Required work
List every line in the data below that contains the word "window".

Entries for labeling bounding boxes
%%
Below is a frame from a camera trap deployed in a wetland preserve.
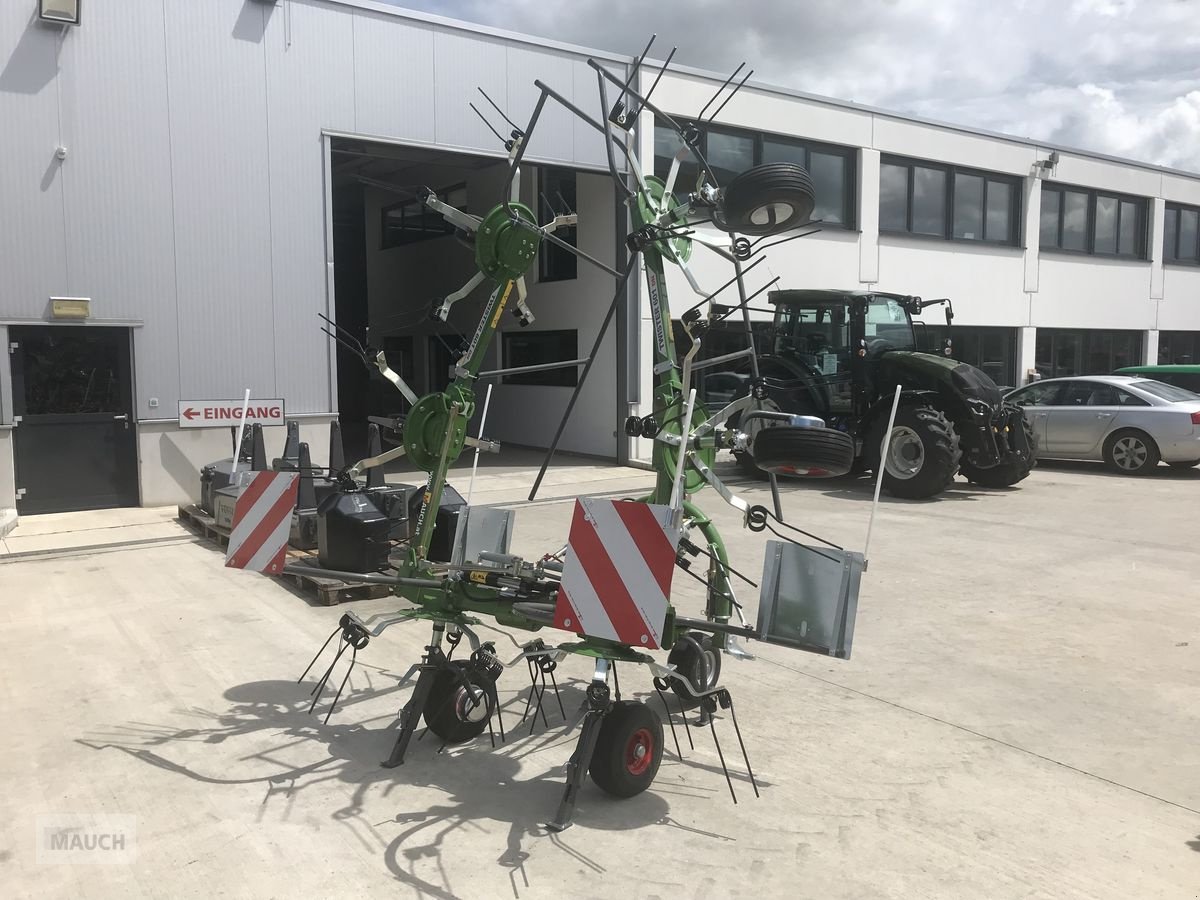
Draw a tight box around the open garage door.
[330,138,624,460]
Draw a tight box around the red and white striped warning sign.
[554,499,678,649]
[226,472,300,575]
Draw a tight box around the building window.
[1163,203,1200,265]
[1034,328,1141,378]
[503,329,580,388]
[379,184,467,250]
[654,124,857,228]
[1040,185,1146,259]
[1158,331,1200,366]
[880,156,1020,245]
[538,169,580,283]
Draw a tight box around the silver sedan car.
[1007,376,1200,475]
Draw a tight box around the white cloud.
[384,0,1200,172]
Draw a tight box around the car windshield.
[1133,379,1200,403]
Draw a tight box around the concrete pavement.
[0,466,1200,900]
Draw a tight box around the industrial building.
[0,0,1200,512]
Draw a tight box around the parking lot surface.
[0,464,1200,900]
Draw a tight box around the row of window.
[654,118,1200,264]
[1163,203,1200,265]
[654,125,857,228]
[880,156,1020,245]
[1042,185,1146,259]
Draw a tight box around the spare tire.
[750,425,854,478]
[713,162,816,235]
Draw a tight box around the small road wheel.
[714,162,816,235]
[667,631,721,709]
[1104,431,1162,475]
[750,425,854,478]
[424,660,494,744]
[588,700,662,797]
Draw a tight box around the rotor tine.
[487,682,506,744]
[308,643,349,713]
[529,251,641,500]
[708,710,738,806]
[619,34,657,109]
[296,625,342,684]
[475,88,524,134]
[467,103,504,144]
[637,47,679,112]
[654,684,683,760]
[521,656,538,722]
[767,472,784,522]
[323,647,359,725]
[708,68,754,122]
[696,62,746,120]
[725,691,762,797]
[550,668,566,722]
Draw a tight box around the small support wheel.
[424,660,496,744]
[667,631,721,709]
[588,700,662,797]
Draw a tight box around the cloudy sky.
[386,0,1200,172]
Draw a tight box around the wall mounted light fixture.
[37,0,83,25]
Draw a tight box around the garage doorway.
[8,325,138,515]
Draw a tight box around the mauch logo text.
[37,812,137,865]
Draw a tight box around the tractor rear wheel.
[960,416,1038,487]
[869,406,962,500]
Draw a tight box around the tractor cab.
[764,290,922,418]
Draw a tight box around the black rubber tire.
[750,425,854,478]
[667,631,721,709]
[588,700,662,798]
[959,415,1038,487]
[870,406,962,500]
[713,162,816,235]
[1104,428,1163,475]
[424,660,494,744]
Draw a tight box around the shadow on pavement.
[77,661,739,898]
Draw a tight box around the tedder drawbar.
[228,38,894,830]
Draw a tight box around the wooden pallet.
[179,504,391,606]
[277,561,391,606]
[178,504,229,547]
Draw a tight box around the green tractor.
[736,290,1037,499]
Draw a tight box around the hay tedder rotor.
[228,38,902,830]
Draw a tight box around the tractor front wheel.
[961,416,1038,487]
[869,406,962,500]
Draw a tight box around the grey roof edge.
[319,0,1200,180]
[646,59,1200,180]
[319,0,634,66]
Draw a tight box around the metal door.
[8,325,138,515]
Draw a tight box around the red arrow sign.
[179,397,284,428]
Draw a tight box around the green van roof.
[1116,365,1200,374]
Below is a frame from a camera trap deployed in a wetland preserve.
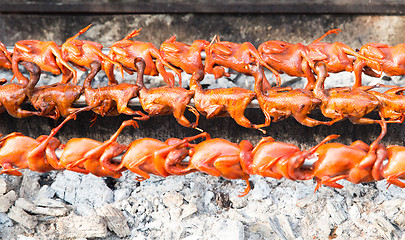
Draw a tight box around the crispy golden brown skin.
[190,70,265,133]
[313,62,380,125]
[354,43,405,87]
[205,38,281,89]
[289,119,387,191]
[0,62,41,118]
[165,138,253,197]
[257,41,325,90]
[248,64,329,127]
[102,29,181,87]
[12,40,77,85]
[96,120,210,181]
[61,24,123,84]
[135,58,200,128]
[241,135,338,180]
[369,87,405,123]
[307,29,380,88]
[83,62,149,120]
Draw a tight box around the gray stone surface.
[8,206,38,229]
[0,190,17,213]
[56,215,108,238]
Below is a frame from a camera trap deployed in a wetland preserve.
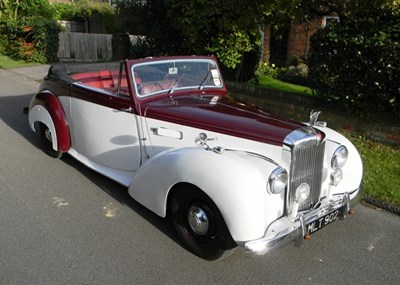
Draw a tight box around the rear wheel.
[39,124,63,158]
[171,186,237,260]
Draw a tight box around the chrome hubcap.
[188,206,209,235]
[44,129,52,142]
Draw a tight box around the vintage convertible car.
[29,56,363,260]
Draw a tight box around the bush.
[0,17,61,63]
[51,0,115,33]
[277,63,308,86]
[308,2,400,115]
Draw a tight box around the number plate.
[306,207,344,235]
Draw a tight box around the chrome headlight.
[268,166,288,194]
[331,145,349,169]
[331,168,343,186]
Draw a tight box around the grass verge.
[258,76,313,96]
[344,132,400,206]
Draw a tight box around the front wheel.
[39,124,63,158]
[171,186,237,260]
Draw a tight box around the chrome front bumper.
[244,186,362,255]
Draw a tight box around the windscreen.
[132,59,222,97]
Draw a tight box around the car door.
[69,84,141,171]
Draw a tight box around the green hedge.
[0,17,61,63]
[308,3,400,115]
%%
Worked solution
Draw a tight box around the building window.
Draw a tight box around the row of window.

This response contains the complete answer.